With commercial property valuations up in the air and tenant finances in disarray after the coronavirus pandemic, commercial property owners face a challenging 2021 tax season. 


Property owners in most commercial real estate asset classes face major uncertainties when it comes to their current property values and long-term cash flow as tenants struggle to pay rent amid economic pain. And it's nearly impossible to get the right property valuation in a market where buildings are losing their value because of the coronavirus rather than true market dynamics, experts say.

That is expected to create havoc during the next tax season.

"I think valuations are very difficult right now," Ryan principal Susan Orloff said while speaking at a Bisnow webinar titled "From Tax Valuations To Distressed Sales."

"The concern is whether you are going to be overvalued if everyone is using pre-COVID numbers, or if you are undervalued [because] you are just looking at your income in place right now." 

Generally, during tax season, assessors want to collect hard facts from property sales data to inform their opinions, Orloff said. Unfortunately, that is difficult to do in today's market with the coronavirus impacting the industry's economic health and fewer sales going forward to set the bar for other valuations.

☆ ☆ ☆ ☆ ☆ ☆ ☆

Required work -
• A. Reproduce everything in the passage on commercial property valuations from "Property owners in" down to "next tax season.".
• B. In the passage on commercial property valuations, what was the title of the Bisnow webinar where Susan Orloff spoke?

☆ ☆ ☆ ☆ ☆ ☆ ☆

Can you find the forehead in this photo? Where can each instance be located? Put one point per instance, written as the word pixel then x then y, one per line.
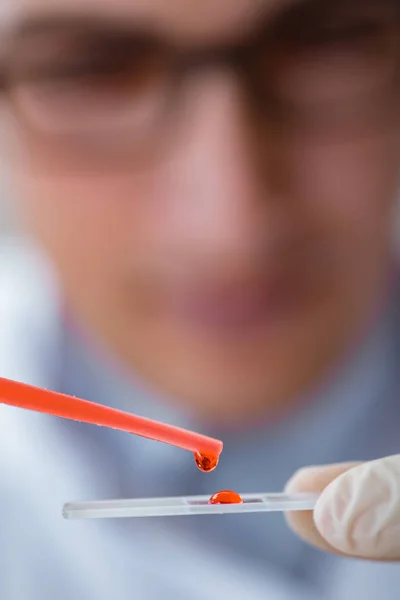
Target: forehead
pixel 202 19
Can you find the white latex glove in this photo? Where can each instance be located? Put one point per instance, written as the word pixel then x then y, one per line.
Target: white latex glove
pixel 358 513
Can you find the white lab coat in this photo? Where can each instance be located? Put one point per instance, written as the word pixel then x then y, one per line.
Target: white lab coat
pixel 43 557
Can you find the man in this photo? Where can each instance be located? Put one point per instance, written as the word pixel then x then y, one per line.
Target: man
pixel 211 189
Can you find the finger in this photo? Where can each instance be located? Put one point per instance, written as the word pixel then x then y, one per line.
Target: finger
pixel 358 514
pixel 314 480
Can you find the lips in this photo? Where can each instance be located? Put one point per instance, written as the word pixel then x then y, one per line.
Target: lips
pixel 235 310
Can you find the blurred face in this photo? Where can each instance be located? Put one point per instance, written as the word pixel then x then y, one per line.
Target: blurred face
pixel 214 181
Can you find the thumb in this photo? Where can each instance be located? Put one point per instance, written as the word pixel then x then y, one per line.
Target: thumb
pixel 358 512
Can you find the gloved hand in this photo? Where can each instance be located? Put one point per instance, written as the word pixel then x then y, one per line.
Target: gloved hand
pixel 358 512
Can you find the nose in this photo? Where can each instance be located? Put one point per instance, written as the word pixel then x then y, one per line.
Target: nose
pixel 225 205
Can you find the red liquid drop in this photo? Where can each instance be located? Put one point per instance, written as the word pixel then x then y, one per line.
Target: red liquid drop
pixel 225 497
pixel 205 463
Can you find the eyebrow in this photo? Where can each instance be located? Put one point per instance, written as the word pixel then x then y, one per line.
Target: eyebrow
pixel 70 23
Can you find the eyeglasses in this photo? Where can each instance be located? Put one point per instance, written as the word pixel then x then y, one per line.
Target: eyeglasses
pixel 90 89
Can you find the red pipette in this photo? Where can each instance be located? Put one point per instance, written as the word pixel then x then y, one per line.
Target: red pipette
pixel 24 396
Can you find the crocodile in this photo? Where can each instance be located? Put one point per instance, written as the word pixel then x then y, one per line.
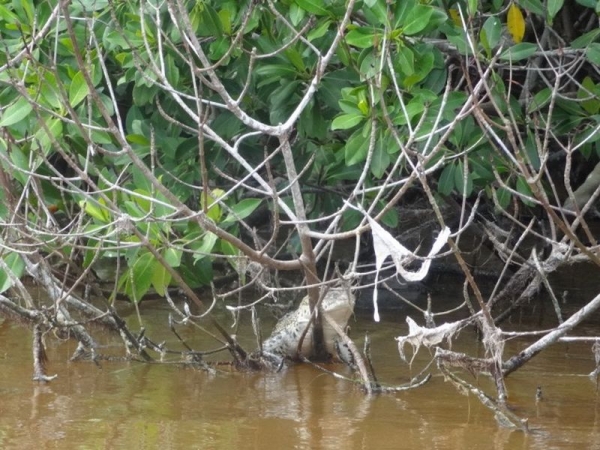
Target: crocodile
pixel 338 304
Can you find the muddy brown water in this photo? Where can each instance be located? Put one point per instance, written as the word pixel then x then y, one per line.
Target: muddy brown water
pixel 144 406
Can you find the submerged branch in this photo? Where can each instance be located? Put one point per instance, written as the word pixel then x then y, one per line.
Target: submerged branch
pixel 518 360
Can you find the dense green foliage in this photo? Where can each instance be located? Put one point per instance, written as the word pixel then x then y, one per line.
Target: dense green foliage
pixel 101 100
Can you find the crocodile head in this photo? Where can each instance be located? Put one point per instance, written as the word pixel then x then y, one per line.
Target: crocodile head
pixel 338 304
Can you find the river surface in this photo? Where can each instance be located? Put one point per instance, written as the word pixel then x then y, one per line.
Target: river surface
pixel 133 405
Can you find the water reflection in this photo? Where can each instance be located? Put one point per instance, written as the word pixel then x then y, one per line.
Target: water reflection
pixel 141 406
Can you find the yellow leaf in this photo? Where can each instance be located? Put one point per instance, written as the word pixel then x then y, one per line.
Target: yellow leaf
pixel 515 22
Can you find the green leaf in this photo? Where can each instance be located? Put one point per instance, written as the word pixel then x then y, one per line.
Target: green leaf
pixel 592 54
pixel 345 121
pixel 417 19
pixel 211 21
pixel 446 182
pixel 463 183
pixel 142 274
pixel 356 149
pixel 172 256
pixel 242 209
pixel 16 265
pixel 205 246
pixel 319 30
pixel 381 158
pixel 588 3
pixel 363 37
pixel 160 279
pixel 390 218
pixel 586 94
pixel 518 52
pixel 532 151
pixel 296 14
pixel 313 6
pixel 524 189
pixel 78 89
pixel 43 139
pixel 16 112
pixel 540 99
pixel 97 211
pixel 503 196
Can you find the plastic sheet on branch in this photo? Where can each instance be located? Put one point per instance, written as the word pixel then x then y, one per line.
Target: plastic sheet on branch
pixel 428 337
pixel 386 245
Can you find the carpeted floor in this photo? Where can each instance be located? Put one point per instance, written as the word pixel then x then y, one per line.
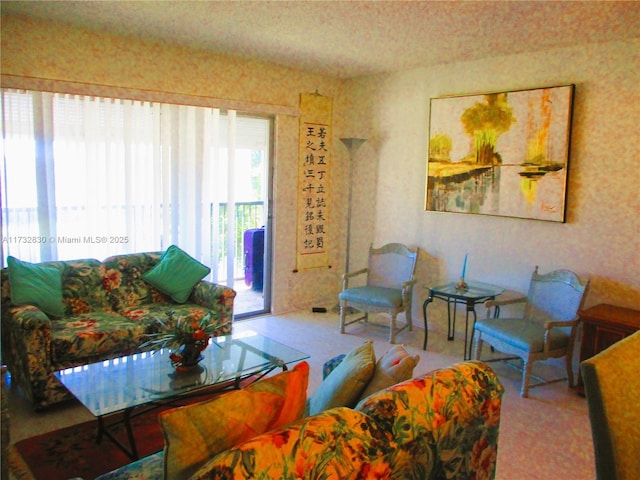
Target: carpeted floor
pixel 546 437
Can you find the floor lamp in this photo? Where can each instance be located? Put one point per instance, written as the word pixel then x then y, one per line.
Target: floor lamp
pixel 352 145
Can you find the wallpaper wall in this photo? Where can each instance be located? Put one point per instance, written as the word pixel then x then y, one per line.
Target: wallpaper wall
pixel 600 238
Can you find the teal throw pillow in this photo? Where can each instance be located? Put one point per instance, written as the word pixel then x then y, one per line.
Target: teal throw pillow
pixel 37 285
pixel 176 274
pixel 343 386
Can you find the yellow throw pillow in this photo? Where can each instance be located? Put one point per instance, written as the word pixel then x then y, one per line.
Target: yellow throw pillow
pixel 343 386
pixel 196 433
pixel 394 367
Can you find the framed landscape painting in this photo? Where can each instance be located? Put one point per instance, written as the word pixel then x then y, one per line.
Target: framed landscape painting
pixel 504 154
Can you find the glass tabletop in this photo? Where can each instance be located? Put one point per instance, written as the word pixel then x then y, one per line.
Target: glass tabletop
pixel 115 385
pixel 474 290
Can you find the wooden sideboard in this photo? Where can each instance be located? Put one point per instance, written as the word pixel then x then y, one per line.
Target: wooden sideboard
pixel 602 326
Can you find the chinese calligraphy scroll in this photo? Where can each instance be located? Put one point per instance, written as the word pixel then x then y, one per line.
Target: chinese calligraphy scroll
pixel 314 175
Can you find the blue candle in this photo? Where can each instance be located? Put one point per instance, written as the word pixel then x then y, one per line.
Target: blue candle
pixel 464 265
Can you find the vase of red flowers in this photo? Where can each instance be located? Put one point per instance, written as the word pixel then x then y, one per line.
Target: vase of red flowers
pixel 187 339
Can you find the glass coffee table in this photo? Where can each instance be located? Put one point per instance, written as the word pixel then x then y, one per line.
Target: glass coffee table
pixel 148 380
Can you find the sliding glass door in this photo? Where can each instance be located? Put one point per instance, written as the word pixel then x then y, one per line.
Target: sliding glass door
pixel 93 177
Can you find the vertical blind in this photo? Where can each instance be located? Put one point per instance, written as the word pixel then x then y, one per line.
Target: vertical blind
pixel 93 177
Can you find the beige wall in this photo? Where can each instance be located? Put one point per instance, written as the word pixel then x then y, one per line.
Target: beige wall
pixel 601 237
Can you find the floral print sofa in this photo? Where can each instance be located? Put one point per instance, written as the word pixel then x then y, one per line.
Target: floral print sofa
pixel 109 310
pixel 442 425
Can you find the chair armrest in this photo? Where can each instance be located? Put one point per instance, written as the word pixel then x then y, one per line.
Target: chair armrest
pixel 407 291
pixel 26 331
pixel 348 275
pixel 489 304
pixel 218 299
pixel 549 324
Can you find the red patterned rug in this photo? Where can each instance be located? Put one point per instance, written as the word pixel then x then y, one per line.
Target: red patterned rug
pixel 73 452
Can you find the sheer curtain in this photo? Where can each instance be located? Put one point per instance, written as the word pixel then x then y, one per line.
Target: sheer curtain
pixel 92 177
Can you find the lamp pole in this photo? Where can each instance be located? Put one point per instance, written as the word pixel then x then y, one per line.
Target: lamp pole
pixel 352 144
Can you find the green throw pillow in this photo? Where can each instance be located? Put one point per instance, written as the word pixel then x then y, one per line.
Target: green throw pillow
pixel 345 383
pixel 176 274
pixel 37 285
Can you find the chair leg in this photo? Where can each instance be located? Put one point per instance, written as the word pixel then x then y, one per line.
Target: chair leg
pixel 409 317
pixel 569 364
pixel 526 373
pixel 392 335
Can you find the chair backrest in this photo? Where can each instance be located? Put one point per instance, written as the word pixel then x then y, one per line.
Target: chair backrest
pixel 391 265
pixel 557 295
pixel 611 384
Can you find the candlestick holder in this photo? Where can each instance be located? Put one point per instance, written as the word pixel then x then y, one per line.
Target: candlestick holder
pixel 462 285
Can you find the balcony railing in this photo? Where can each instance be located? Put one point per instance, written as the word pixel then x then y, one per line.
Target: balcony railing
pixel 24 228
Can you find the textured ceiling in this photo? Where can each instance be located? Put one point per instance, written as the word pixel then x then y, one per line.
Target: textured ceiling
pixel 353 38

☆ ☆ ☆ ☆ ☆ ☆ ☆

Responses per task -
• A.
Property owners in most commercial real estate asset classes face major uncertainties when it comes to their current property values and long-term cash flow as tenants struggle to pay rent amid economic pain. And it's nearly impossible to get the right property valuation in a market where buildings are losing their value because of the coronavirus rather than true market dynamics, experts say.

That is expected to create havoc during the next tax season.

• B. "From Tax Valuations To Distressed Sales"